## Natural language region descriptions

^^^^

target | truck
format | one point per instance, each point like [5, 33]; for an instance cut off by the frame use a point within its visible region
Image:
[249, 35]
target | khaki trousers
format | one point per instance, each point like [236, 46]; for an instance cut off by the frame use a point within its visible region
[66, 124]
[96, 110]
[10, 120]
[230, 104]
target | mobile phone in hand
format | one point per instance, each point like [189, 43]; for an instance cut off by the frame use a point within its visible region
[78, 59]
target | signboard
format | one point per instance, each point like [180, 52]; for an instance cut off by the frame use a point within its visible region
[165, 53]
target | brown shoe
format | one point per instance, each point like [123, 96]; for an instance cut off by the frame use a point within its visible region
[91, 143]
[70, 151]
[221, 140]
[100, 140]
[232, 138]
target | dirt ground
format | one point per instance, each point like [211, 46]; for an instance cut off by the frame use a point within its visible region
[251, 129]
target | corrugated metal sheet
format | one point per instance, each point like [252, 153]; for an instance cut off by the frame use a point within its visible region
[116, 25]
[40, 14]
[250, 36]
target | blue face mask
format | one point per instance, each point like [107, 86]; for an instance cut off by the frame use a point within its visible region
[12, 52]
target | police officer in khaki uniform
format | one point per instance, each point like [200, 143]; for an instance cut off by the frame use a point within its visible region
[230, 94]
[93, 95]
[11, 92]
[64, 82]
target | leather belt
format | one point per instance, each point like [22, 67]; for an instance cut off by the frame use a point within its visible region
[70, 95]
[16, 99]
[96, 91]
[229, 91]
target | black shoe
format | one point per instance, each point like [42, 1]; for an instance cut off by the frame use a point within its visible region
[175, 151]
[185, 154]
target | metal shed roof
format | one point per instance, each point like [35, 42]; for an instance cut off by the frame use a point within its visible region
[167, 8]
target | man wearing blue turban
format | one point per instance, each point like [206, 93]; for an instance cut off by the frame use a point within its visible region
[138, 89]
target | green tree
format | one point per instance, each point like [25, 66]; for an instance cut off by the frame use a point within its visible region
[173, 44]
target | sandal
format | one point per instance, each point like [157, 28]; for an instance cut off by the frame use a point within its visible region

^^^^

## Try it
Would you copy out exactly the lines above that start at the one containing "format | one point per instance, each point like [236, 46];" and end at the one containing "target | man wearing blue turban", inclusive?

## Task output
format | one point per instance, each point like [236, 46]; for an instance cut off by the frame use a point within its visible region
[66, 124]
[96, 110]
[10, 120]
[230, 104]
target | mobile phone in hand
format | one point per instance, each point like [189, 43]; for an instance cut off by the frame use a point within its visible region
[78, 59]
target | signboard
format | one point per instance, each point like [180, 52]; for an instance cut off by the frame use a point within its visible region
[165, 53]
target | brown shoe
format | one point per instance, each point like [123, 96]; for an instance cut off by the frame use a point within its visible region
[91, 143]
[70, 151]
[221, 140]
[100, 140]
[232, 138]
target | dirt ground
format | one point per instance, each point like [211, 46]; for an instance cut off by the frame use a point within its visible region
[251, 129]
target | corrugated metal sheet
format | one point per instance, each point like [252, 153]; for an instance cut off by the frame use a point within its visible region
[116, 25]
[40, 14]
[250, 36]
target | blue face mask
format | one point per instance, each point like [107, 86]; for an instance cut off by the frame use a point within its visible region
[12, 52]
target | police officer in khaki uniform
format | one point per instance, each point like [200, 143]; for an instance cut off by the frame use a point within its visible region
[230, 94]
[93, 95]
[11, 92]
[64, 82]
target | leather belt
format | one point per instance, each point like [22, 67]; for an instance cut off by the frame use a point within its visible region
[70, 95]
[16, 99]
[96, 91]
[229, 91]
target | black shoe
format | one point per instance, each point like [42, 1]; for an instance cut off by the frame use a point within its visible region
[175, 151]
[185, 154]
target | metal shed roof
format | one point per instance, each point like [35, 42]; for an instance cut off by the frame use a point within its visible region
[167, 8]
target | man wearing blue turban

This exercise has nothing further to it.